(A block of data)
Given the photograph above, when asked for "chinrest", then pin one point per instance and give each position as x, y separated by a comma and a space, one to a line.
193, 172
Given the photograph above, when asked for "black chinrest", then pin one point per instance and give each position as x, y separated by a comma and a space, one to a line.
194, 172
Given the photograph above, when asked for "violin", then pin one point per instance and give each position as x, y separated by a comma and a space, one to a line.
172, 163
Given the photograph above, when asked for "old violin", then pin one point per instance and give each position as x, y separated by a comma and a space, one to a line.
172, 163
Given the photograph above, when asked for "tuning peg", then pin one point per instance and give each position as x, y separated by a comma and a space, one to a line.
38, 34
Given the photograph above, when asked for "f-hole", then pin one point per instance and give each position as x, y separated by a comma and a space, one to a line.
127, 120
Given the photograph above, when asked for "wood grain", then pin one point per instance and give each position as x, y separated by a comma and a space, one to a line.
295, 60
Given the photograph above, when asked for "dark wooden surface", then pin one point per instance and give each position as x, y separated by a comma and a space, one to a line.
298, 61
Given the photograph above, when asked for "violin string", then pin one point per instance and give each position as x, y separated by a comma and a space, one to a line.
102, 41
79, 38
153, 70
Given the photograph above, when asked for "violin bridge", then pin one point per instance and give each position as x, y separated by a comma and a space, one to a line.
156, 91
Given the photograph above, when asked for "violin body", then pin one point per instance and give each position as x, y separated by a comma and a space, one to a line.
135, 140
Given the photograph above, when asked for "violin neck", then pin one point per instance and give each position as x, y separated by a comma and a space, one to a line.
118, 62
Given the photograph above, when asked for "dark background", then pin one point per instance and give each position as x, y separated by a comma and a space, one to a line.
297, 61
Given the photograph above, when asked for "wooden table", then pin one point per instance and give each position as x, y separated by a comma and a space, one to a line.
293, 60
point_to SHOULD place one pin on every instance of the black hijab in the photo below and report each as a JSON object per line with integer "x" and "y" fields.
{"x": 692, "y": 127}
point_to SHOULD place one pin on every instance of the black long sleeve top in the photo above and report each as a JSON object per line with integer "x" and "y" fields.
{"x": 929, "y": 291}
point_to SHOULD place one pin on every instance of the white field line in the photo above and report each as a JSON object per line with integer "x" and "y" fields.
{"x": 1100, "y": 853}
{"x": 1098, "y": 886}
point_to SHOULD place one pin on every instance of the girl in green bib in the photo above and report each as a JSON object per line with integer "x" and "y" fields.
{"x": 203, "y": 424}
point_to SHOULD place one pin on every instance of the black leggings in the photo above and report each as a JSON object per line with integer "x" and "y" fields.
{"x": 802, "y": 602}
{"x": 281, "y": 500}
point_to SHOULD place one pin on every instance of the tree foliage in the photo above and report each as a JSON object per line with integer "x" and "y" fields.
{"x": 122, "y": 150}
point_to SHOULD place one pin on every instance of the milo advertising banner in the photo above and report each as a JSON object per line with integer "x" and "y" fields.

■ **DIRECTIONS**:
Repeat only the stretch of lines that begins at the line containing "the black hijab" and ends at the last line above, both included.

■ **FULL ANSWER**:
point_to SHOULD place one pin on every instance of the black hijab in the photo below and report each as a JSON object per line with integer "x" and "y" fields.
{"x": 692, "y": 127}
point_to SHOULD place one pin on every instance of the black long sleeve top in the photo above and report each as a JSON object per line with integer "x" and "y" fields.
{"x": 929, "y": 291}
point_to SHOULD place one pin on every instance of the white field line in the photo above and report each as a JSON object per line with integer "x" and "y" fields.
{"x": 1100, "y": 853}
{"x": 1098, "y": 886}
point_to SHOULD place one pin on every instance of the girl in green bib in the photo above and report each as a JSON object per line with integer "x" and "y" fields.
{"x": 203, "y": 424}
point_to SHOULD place one pin on every instance of the black leggings in the photo above and report each as a JSON object per line with integer "x" and "y" fields.
{"x": 802, "y": 602}
{"x": 281, "y": 500}
point_to SHOULD place one pin on every instance of the tree foliage in the photo above and report each as a JSON object per line with integer "x" and "y" fields.
{"x": 122, "y": 150}
point_to SHOULD place one pin on every instance of the milo advertising banner in the photo above and report each as a JSON object per line with integer "x" and "y" fields.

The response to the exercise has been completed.